───── Input records

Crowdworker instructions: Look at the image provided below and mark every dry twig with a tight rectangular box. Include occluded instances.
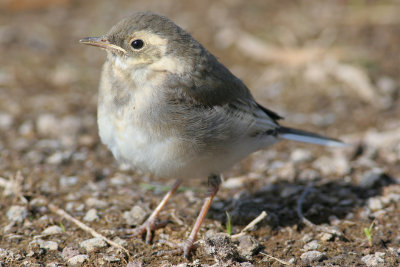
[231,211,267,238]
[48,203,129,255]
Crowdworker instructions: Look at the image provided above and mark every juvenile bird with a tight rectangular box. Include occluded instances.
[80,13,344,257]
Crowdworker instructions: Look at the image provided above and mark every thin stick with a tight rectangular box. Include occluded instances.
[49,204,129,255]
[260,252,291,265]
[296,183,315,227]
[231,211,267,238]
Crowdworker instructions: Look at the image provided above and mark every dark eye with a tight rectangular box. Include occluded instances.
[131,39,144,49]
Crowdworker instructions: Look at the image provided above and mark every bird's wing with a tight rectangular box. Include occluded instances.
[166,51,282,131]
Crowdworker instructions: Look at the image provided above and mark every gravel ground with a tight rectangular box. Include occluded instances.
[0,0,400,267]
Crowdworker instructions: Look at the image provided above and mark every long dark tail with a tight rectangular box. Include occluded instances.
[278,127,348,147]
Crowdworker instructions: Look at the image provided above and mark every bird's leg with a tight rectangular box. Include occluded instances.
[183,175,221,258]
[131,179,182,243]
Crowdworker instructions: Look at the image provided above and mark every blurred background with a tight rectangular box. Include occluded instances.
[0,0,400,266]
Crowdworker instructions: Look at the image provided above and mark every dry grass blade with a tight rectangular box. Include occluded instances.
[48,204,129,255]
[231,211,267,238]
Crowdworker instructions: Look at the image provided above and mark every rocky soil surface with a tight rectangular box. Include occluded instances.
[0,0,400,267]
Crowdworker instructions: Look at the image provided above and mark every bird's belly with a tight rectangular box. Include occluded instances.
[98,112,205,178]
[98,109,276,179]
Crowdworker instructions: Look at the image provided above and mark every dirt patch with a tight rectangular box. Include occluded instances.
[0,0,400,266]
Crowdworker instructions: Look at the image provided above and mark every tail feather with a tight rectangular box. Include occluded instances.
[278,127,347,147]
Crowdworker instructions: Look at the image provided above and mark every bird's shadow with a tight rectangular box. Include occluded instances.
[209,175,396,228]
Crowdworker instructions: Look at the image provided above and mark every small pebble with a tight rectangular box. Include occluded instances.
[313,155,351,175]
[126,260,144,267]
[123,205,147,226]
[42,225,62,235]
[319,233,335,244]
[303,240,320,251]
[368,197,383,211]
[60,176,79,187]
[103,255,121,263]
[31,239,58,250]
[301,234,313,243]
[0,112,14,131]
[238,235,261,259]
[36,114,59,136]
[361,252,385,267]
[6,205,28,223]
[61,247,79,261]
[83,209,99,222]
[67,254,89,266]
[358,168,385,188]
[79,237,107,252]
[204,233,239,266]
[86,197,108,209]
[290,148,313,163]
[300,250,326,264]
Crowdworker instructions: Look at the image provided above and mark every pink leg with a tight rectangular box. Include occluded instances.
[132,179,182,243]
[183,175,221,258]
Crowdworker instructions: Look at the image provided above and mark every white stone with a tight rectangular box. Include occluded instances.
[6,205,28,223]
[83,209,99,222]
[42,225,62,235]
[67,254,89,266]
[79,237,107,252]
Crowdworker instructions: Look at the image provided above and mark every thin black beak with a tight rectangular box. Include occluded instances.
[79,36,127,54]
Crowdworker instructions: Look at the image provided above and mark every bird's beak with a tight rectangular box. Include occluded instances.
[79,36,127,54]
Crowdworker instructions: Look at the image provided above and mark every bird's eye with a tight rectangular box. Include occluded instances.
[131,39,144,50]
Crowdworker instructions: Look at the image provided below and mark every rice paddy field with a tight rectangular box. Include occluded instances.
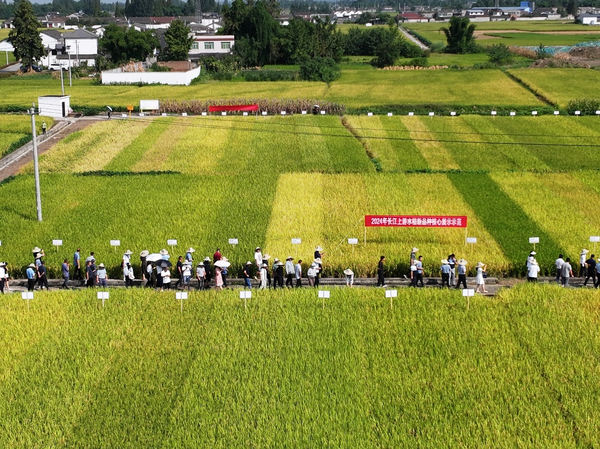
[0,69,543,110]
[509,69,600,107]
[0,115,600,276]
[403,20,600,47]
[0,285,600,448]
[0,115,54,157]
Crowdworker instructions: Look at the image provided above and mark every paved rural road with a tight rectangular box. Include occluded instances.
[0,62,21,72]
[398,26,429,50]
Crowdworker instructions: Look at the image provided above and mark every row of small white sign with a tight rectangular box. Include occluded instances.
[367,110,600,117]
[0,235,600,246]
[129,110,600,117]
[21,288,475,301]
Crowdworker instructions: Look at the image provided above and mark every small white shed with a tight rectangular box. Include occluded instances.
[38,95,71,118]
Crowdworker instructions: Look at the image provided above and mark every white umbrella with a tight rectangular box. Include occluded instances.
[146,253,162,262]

──────────
───── Input records

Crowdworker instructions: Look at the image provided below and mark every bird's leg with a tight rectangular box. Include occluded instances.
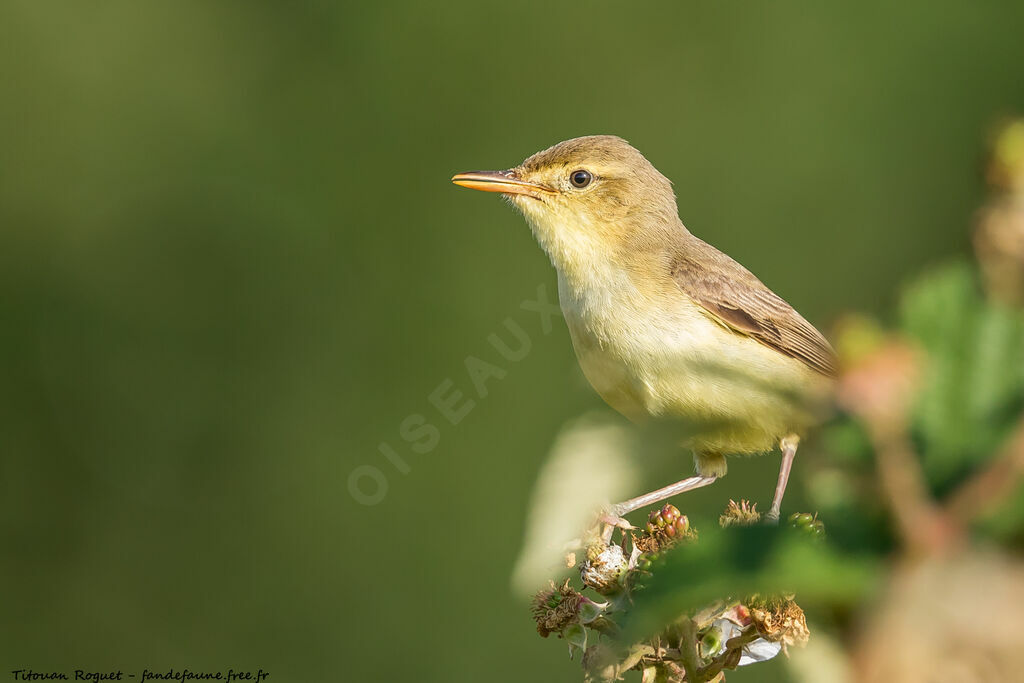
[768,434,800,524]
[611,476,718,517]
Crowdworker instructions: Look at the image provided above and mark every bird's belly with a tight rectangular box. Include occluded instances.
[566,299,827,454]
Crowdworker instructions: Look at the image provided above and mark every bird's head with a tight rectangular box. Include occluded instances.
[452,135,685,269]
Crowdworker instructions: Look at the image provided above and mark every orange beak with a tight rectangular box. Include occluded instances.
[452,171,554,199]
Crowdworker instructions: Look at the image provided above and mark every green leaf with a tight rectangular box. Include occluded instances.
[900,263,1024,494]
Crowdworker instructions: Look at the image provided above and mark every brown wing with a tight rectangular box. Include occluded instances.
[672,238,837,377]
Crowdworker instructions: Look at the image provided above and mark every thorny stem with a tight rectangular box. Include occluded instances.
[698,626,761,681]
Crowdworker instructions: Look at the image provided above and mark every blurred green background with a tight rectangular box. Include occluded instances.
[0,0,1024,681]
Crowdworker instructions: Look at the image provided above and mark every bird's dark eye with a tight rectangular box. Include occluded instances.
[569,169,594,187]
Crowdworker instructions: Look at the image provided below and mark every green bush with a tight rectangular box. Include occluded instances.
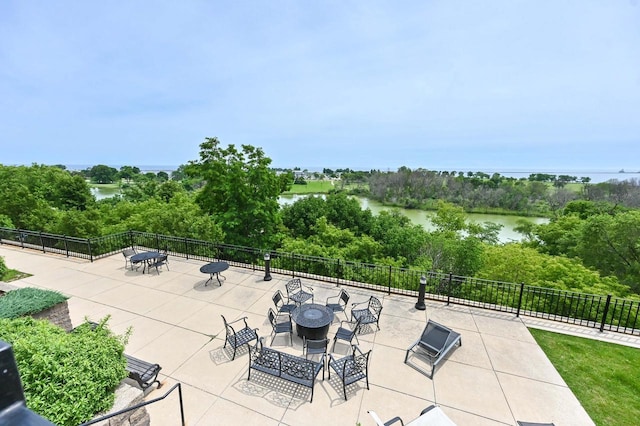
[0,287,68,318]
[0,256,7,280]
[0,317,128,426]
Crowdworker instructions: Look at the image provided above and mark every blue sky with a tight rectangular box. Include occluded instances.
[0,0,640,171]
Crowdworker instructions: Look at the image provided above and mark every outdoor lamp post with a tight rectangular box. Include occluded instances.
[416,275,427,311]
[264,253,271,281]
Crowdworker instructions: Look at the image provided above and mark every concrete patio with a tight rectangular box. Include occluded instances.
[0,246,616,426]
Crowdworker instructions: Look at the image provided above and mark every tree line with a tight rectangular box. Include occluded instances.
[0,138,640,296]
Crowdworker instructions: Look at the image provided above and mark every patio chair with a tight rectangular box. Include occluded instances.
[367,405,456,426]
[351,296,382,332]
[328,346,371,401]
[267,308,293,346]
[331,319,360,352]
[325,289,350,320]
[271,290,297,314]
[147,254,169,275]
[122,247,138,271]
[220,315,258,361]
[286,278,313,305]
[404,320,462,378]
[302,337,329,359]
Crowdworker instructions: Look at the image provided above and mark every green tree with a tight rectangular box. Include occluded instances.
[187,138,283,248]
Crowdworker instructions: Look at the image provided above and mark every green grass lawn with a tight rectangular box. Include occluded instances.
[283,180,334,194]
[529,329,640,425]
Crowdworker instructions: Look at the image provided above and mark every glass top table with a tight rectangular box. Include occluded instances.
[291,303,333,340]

──────────

#### [What the task requires]
Reproduce verbatim the lines among the items above, starting with the line that contains "mark every tail" and going on through the line that contains "[278,127,347,147]", including both of those lines.

#### [The reply]
Crowdworker instructions: Look at the image provided above and mark every tail feather with a tight rectangular box. Include occluded instances.
[278,127,347,147]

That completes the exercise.